▶ [Work to complete] Please retype the listing below exactly as it stands, skipping any pictures.

---+---

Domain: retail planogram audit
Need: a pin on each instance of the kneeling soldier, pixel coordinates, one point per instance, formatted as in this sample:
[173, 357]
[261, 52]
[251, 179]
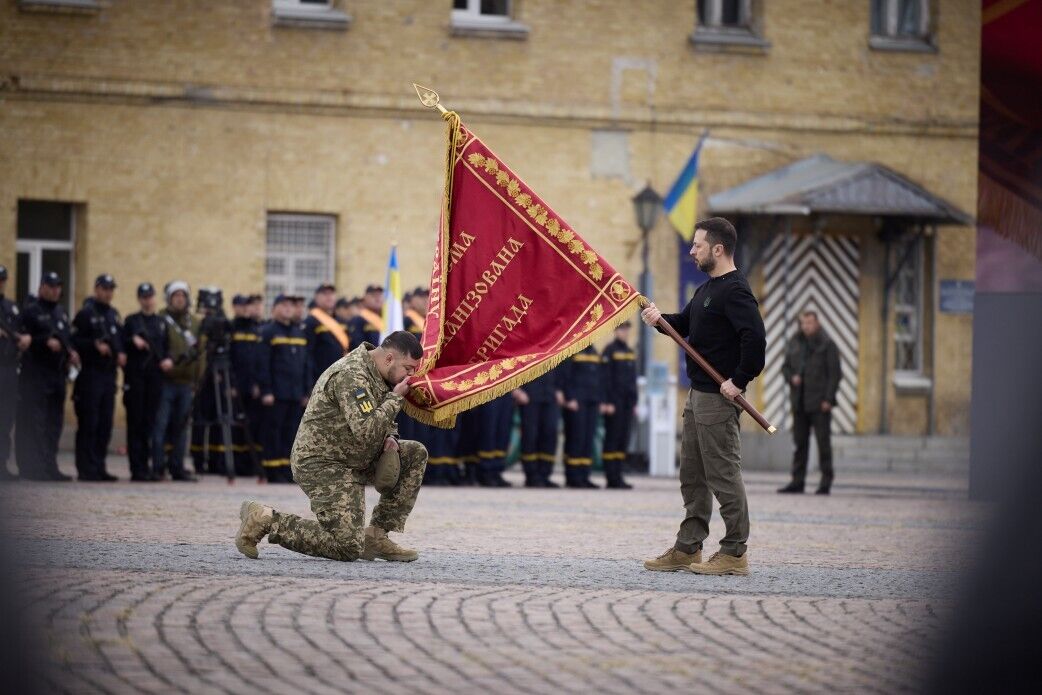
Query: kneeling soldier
[348, 425]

---+---

▶ [Answer space]
Domain: retail planogram audit
Need: a pin on each instance of the kneeling soldier, pixel coordinates, one point per instance, formatted as in this sample:
[173, 357]
[261, 52]
[251, 179]
Query: kneeling soldier
[348, 425]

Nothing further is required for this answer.